● Aim of the task
Count the lines below that contain the string "field". Reply with only the number.

● Data to use
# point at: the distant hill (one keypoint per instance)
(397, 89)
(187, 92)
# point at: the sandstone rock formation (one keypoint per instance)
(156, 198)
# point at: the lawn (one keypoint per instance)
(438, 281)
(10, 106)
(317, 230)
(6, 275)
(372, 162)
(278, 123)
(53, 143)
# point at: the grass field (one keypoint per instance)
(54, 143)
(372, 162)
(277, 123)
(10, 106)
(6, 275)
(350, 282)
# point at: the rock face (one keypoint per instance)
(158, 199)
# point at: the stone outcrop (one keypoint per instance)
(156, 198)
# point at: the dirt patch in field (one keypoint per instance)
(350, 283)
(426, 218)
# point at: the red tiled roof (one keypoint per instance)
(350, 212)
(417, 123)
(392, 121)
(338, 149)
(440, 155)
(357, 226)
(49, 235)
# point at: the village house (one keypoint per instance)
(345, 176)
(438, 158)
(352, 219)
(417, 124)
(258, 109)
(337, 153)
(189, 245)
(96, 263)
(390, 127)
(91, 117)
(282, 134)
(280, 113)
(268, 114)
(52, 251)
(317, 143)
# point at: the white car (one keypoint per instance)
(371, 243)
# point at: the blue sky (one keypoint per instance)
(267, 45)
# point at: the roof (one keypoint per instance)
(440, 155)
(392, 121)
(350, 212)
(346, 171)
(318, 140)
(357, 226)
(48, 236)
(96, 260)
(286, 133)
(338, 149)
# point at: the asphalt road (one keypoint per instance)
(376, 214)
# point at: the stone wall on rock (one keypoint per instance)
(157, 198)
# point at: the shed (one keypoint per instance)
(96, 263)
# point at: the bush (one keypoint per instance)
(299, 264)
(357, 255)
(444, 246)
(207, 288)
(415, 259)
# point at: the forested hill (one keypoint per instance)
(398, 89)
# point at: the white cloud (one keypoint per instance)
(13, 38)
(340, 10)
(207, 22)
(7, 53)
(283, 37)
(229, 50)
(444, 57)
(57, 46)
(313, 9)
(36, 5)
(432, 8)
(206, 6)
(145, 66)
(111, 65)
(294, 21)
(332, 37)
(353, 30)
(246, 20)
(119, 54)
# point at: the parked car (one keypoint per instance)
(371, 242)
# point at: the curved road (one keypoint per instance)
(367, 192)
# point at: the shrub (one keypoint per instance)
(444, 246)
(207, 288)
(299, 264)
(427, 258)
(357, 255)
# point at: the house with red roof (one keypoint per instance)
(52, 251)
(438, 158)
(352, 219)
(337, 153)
--
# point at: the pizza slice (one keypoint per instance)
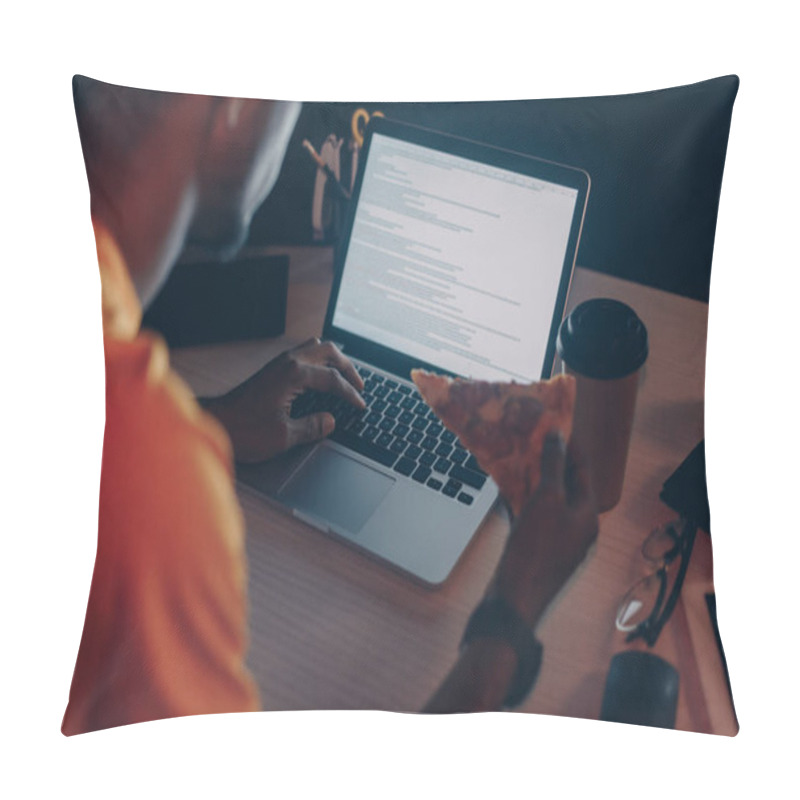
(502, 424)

● Result below
2